WORK ITEM:
Lines of the material that include the string "dark" should be returned.

--- START ---

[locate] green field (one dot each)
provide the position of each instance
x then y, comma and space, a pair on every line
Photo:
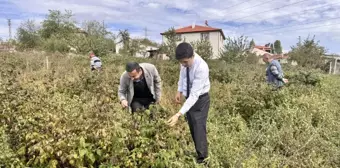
63, 115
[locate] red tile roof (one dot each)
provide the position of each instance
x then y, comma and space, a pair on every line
262, 47
196, 29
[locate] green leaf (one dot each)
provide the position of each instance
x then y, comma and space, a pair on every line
22, 150
91, 157
99, 152
82, 152
82, 142
53, 164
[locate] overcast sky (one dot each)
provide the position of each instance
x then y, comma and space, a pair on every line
263, 20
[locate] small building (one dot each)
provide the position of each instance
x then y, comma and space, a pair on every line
194, 33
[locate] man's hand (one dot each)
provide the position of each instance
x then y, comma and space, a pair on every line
178, 97
173, 120
285, 80
124, 103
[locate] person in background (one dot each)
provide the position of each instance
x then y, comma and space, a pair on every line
194, 84
140, 86
95, 62
274, 72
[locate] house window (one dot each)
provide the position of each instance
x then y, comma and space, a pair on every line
178, 37
204, 36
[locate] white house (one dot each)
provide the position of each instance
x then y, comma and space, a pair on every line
196, 32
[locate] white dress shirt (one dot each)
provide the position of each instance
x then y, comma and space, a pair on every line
199, 82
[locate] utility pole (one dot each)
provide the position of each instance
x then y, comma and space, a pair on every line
146, 32
9, 28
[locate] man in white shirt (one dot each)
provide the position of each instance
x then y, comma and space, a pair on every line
95, 62
196, 90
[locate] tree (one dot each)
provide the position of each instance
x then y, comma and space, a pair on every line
57, 24
272, 48
252, 43
124, 38
278, 47
235, 49
308, 53
169, 46
203, 48
27, 35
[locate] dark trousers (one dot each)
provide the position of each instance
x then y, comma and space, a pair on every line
141, 104
197, 120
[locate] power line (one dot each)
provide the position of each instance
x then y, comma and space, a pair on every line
252, 6
270, 10
328, 5
236, 4
298, 29
293, 25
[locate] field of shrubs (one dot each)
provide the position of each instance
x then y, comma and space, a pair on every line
64, 115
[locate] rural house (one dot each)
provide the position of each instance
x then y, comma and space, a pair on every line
196, 32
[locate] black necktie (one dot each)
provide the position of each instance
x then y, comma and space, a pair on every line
188, 82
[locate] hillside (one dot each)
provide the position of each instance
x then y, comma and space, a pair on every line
68, 116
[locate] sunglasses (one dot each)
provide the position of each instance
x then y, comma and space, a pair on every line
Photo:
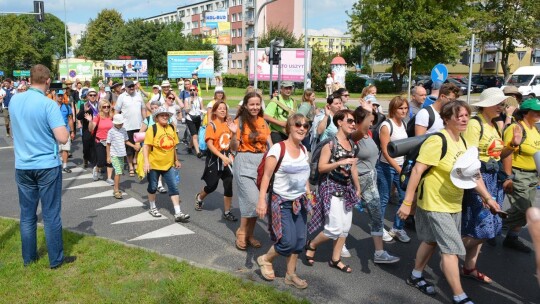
299, 124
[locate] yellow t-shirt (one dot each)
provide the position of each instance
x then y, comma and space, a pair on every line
523, 157
436, 192
491, 143
163, 144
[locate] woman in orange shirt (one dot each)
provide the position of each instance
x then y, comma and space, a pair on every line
253, 137
220, 134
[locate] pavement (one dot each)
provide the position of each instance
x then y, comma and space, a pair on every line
208, 241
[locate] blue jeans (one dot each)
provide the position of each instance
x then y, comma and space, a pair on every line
33, 186
386, 175
169, 177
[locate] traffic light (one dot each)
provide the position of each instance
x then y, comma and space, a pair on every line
465, 57
39, 11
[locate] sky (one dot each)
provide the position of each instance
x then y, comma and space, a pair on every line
324, 16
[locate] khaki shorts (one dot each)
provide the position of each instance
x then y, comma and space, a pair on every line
66, 146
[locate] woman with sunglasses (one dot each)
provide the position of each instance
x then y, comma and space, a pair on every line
389, 168
253, 138
339, 191
477, 223
193, 119
101, 124
288, 202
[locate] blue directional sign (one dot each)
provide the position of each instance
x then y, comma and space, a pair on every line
439, 73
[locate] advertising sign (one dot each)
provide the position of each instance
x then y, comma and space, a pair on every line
81, 70
182, 64
292, 65
114, 68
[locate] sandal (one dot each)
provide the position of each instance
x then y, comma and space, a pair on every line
310, 260
417, 282
240, 240
334, 264
295, 281
479, 276
267, 271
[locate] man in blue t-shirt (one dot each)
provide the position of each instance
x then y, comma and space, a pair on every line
37, 127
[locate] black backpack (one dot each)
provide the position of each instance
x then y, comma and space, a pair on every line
412, 123
410, 159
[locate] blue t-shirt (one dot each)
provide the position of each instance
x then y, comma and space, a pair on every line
66, 112
33, 118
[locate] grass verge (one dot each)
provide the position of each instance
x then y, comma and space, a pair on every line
109, 272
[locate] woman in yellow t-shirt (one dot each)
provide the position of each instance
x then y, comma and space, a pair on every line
522, 189
478, 223
221, 131
438, 214
253, 140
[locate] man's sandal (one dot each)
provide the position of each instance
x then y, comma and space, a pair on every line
310, 260
417, 283
480, 277
267, 270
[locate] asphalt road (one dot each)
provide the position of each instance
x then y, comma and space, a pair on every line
208, 241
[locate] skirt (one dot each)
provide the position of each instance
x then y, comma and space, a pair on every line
245, 176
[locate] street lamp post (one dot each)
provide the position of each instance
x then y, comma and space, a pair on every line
256, 39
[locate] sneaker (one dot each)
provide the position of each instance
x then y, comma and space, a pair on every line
229, 216
385, 258
387, 237
94, 174
181, 217
345, 252
399, 234
198, 203
515, 243
154, 212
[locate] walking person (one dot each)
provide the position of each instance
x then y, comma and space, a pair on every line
160, 159
338, 192
253, 140
438, 207
117, 140
287, 203
220, 133
38, 127
100, 126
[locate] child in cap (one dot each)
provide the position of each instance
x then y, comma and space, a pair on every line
117, 139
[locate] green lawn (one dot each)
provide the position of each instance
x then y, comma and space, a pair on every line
109, 272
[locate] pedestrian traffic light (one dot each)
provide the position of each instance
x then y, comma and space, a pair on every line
39, 11
465, 57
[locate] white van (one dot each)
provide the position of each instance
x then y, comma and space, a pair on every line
527, 79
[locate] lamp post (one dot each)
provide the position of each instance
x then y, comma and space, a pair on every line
256, 39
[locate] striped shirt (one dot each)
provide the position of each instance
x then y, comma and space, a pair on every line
117, 138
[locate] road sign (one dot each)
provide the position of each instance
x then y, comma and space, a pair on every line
439, 73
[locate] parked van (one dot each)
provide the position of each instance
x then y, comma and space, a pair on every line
527, 79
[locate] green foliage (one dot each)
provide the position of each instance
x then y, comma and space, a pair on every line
99, 32
435, 28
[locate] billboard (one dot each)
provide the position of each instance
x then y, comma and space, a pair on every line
114, 68
292, 65
81, 70
182, 64
217, 30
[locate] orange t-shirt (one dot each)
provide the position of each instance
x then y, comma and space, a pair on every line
255, 145
221, 136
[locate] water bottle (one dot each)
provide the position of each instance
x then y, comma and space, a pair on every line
177, 176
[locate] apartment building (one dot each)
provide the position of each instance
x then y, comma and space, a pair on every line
241, 14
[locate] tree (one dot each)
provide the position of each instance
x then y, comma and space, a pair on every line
507, 24
94, 41
435, 28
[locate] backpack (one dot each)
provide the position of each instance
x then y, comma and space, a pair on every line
314, 175
410, 159
412, 123
260, 168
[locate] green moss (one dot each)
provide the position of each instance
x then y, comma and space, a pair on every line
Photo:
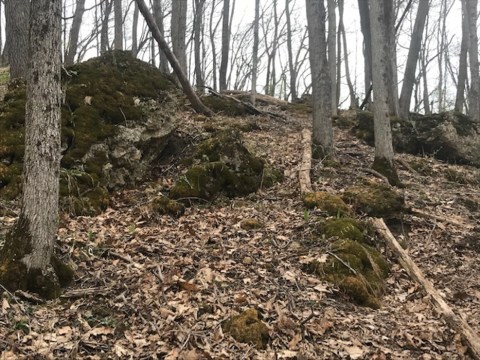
162, 205
375, 199
357, 269
342, 228
223, 166
226, 106
248, 328
331, 204
100, 93
251, 224
387, 169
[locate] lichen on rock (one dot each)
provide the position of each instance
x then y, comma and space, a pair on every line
248, 328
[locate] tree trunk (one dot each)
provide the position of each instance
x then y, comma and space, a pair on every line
462, 68
26, 259
381, 12
74, 32
332, 54
178, 32
107, 9
321, 95
158, 14
341, 29
412, 59
255, 52
225, 45
291, 67
474, 93
197, 30
187, 88
118, 39
367, 43
135, 30
16, 16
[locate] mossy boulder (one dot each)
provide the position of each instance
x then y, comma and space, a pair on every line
356, 268
448, 136
248, 328
161, 205
345, 228
116, 119
222, 165
375, 199
332, 205
227, 106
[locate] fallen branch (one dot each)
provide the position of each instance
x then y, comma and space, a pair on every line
306, 164
454, 321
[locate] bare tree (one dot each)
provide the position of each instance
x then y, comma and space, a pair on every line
332, 56
462, 69
225, 45
198, 32
74, 32
381, 18
412, 59
16, 16
255, 51
177, 68
474, 93
178, 32
321, 95
25, 260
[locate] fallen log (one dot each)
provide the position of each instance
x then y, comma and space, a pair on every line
470, 337
306, 163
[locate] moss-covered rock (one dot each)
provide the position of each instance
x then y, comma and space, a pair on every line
331, 204
251, 224
345, 228
374, 199
222, 165
248, 328
161, 205
357, 269
116, 119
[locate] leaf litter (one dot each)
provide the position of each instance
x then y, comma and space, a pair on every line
158, 287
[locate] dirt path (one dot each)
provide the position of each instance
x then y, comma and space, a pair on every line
161, 287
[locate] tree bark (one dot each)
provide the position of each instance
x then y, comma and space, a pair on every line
178, 32
28, 249
381, 12
74, 33
291, 66
332, 54
17, 16
474, 93
462, 68
225, 45
187, 88
367, 44
118, 39
412, 59
107, 9
198, 30
255, 52
321, 95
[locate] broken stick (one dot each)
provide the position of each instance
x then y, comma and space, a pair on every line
306, 164
454, 321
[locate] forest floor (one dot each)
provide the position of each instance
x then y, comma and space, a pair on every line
156, 287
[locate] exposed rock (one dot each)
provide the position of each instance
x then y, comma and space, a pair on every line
332, 205
248, 328
374, 199
222, 165
117, 118
448, 136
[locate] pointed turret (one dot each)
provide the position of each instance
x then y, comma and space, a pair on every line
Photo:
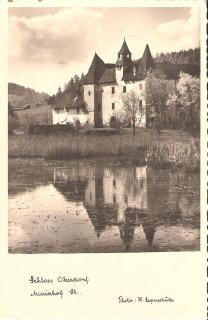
147, 60
124, 56
95, 71
124, 49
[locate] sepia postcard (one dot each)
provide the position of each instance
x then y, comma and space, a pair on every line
103, 159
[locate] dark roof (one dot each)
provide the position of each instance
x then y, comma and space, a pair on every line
95, 71
105, 73
109, 76
124, 48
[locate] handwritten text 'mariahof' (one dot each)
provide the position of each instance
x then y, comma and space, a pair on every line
42, 280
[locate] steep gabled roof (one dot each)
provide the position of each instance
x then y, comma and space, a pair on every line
124, 48
147, 60
95, 71
109, 76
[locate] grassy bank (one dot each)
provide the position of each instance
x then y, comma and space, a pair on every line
165, 150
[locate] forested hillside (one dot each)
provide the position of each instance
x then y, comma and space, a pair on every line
191, 56
21, 97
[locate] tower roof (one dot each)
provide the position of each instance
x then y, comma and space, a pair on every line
147, 60
124, 48
95, 71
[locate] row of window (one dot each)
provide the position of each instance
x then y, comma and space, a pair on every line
113, 89
113, 104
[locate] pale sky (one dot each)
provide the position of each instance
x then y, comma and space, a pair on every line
47, 46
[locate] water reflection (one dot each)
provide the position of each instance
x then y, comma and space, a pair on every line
136, 204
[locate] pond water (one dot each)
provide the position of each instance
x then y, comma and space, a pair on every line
101, 206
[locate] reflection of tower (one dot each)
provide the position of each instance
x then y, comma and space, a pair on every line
149, 230
99, 213
70, 183
127, 228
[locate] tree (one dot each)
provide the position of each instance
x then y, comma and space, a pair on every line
187, 98
156, 95
133, 109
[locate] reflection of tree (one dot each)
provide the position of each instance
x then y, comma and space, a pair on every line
127, 228
72, 190
149, 230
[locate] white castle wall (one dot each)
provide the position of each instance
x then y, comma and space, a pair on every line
61, 116
116, 98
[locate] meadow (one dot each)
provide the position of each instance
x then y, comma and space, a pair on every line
169, 149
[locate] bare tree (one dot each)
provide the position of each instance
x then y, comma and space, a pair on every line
133, 110
157, 95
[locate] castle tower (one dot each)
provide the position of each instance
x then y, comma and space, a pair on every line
124, 61
147, 60
92, 94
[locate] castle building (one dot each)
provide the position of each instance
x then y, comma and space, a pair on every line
106, 84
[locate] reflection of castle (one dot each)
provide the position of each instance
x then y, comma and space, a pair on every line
112, 196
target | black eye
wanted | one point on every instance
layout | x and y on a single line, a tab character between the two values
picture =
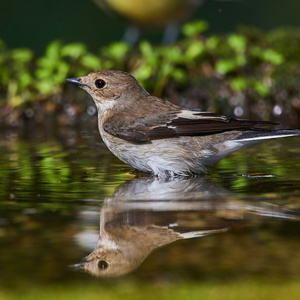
102	264
99	83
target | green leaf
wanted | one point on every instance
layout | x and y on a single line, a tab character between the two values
91	61
237	42
194	50
74	50
238	83
194	28
225	66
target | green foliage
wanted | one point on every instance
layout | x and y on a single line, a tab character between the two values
247	61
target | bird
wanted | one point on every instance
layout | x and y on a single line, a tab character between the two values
155	136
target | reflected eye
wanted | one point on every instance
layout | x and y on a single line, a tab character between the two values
99	83
102	264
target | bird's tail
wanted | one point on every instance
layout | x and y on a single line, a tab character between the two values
257	136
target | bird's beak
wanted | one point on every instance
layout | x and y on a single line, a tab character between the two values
76	81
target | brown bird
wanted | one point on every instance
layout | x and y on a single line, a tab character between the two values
156	136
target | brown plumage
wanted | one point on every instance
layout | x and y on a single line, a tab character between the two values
156	136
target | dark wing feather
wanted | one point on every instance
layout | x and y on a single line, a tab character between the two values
184	123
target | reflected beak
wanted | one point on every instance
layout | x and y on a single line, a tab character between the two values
76	81
79	266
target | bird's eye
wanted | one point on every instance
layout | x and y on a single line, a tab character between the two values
102	264
100	83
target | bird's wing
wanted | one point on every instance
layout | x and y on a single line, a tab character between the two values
175	124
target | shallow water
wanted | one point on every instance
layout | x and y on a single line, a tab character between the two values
60	189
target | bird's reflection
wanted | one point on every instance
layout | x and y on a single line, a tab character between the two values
148	213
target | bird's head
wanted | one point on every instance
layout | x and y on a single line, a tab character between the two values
109	85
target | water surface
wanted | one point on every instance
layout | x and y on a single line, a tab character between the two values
69	211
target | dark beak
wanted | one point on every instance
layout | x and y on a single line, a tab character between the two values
76	81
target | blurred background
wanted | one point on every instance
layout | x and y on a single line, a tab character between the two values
34	24
236	57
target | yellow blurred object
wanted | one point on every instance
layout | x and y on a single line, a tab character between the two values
153	14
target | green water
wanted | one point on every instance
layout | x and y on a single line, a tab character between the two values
59	188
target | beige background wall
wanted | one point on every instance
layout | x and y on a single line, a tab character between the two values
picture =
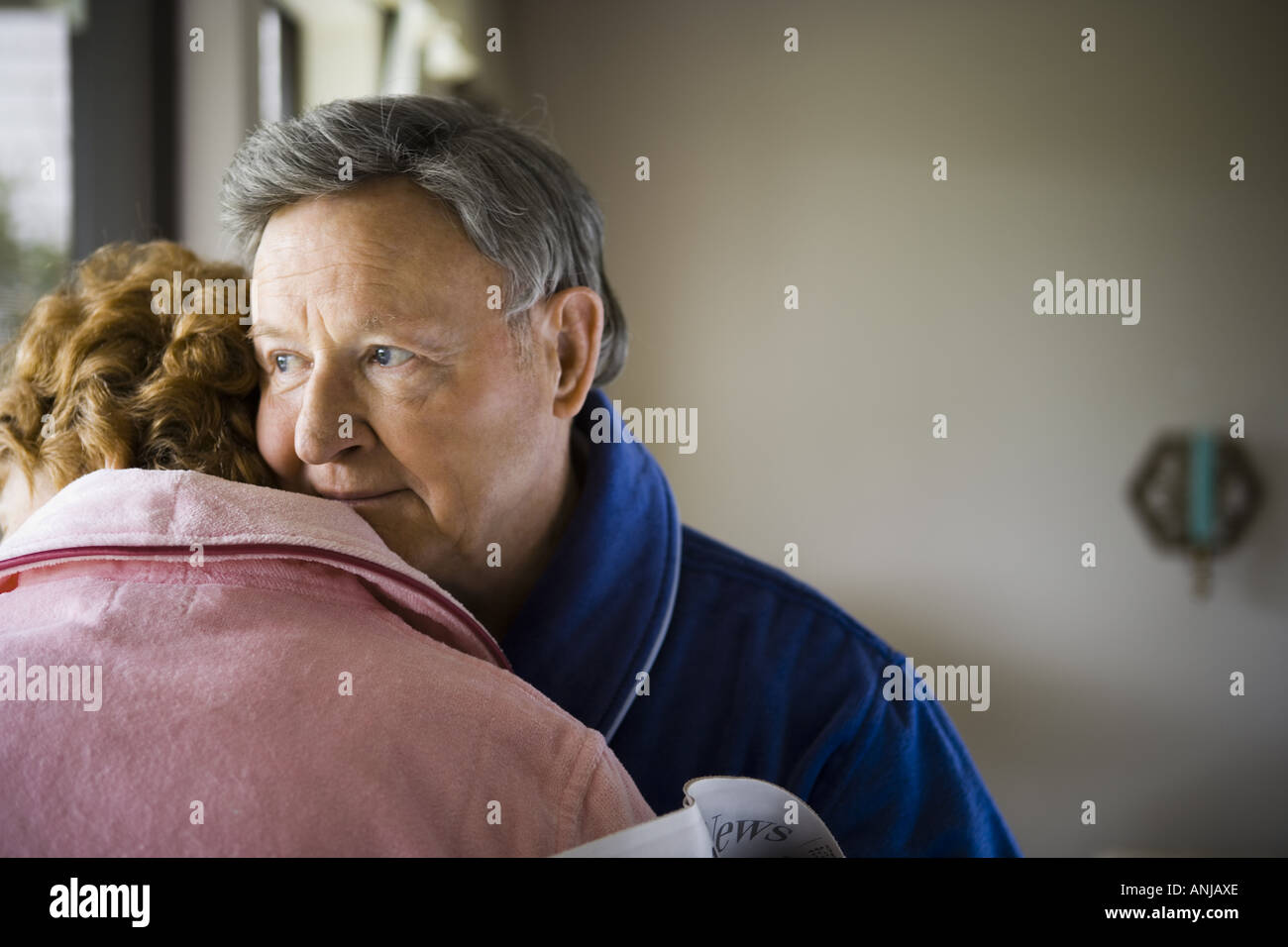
915	298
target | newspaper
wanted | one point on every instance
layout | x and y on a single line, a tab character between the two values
722	817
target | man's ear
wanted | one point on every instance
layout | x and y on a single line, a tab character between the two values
571	326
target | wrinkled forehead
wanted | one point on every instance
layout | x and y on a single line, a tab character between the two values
389	247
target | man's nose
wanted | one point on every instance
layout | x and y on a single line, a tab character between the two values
330	420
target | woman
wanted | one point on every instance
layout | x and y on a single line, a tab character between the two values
196	664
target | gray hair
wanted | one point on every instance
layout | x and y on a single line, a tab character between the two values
520	202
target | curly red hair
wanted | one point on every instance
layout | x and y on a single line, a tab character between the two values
97	379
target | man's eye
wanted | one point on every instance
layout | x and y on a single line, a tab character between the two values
281	361
390	357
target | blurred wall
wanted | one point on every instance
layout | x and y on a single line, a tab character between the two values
812	169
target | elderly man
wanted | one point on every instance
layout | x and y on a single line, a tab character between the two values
434	325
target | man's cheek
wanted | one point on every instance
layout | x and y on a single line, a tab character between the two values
274	432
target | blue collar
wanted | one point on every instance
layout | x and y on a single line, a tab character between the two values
599	612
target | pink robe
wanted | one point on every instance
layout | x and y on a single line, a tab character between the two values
288	688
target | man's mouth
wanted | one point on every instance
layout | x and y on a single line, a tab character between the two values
356	497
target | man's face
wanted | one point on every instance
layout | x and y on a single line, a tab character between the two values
373	304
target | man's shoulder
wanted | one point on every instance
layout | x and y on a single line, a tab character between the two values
758	594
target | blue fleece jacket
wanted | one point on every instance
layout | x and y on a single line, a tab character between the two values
750	673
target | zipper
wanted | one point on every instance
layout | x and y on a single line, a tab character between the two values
271	548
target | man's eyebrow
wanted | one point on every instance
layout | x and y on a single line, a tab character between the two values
258	330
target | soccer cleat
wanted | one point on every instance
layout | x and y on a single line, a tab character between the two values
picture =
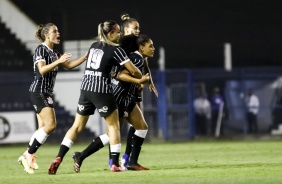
54	165
136	167
115	168
31	160
24	163
124	161
110	163
77	162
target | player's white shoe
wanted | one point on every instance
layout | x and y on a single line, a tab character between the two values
22	160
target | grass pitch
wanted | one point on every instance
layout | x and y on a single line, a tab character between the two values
190	162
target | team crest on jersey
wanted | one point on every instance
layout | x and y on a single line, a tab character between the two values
38	58
80	107
50	100
103	109
125	114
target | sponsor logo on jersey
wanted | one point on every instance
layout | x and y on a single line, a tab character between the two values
103	109
114	82
38	58
50	100
80	107
55	69
93	73
125	114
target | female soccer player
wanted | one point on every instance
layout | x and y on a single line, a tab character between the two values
131	26
46	61
124	92
96	92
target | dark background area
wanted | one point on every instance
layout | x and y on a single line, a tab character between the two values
192	32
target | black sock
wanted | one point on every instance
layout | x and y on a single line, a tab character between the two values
33	148
115	157
110	152
130	134
136	148
93	147
63	151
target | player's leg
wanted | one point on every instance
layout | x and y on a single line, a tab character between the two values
137	120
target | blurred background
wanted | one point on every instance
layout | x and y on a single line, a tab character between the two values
201	45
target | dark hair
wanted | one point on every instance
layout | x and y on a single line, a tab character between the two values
105	28
142	39
126	21
42	29
129	43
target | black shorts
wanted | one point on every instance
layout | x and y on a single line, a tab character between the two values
41	100
89	101
138	97
125	110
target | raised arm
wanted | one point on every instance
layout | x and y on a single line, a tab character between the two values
43	68
74	63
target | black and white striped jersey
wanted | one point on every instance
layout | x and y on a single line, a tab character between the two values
101	58
125	92
44	83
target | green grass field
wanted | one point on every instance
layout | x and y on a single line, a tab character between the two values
191	162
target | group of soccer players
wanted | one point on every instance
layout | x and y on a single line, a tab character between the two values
116	71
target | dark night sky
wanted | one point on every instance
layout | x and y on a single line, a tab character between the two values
192	32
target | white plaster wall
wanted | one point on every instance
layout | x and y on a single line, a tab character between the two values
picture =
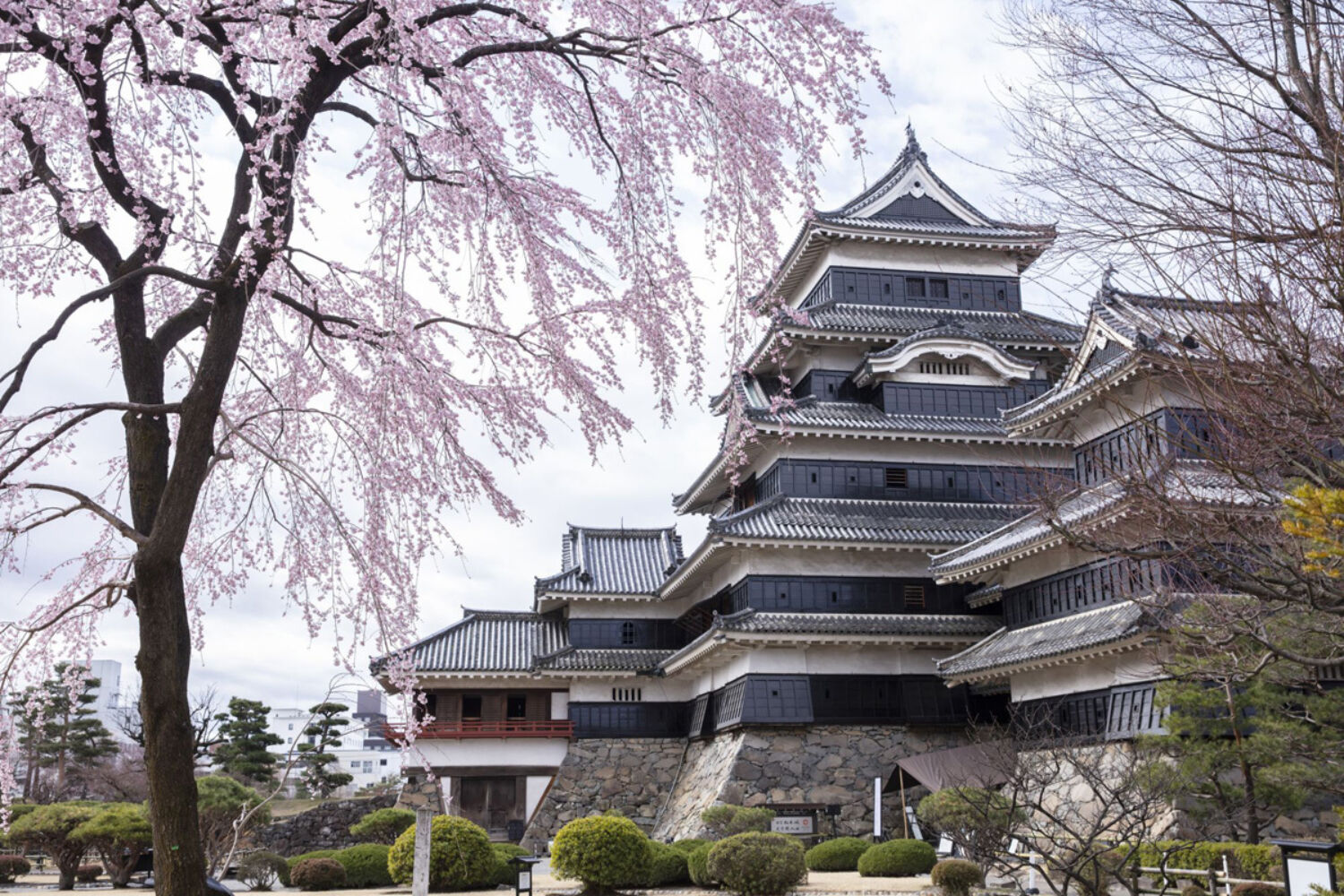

--- END ---

EXERCISE RESPONSE:
[locate] dark trousers (one dot each)
[locate] dark roof (one dot each)
target | dark wing feather
target | dark beak
target | dark background area
target | dark hair
target | dark night sky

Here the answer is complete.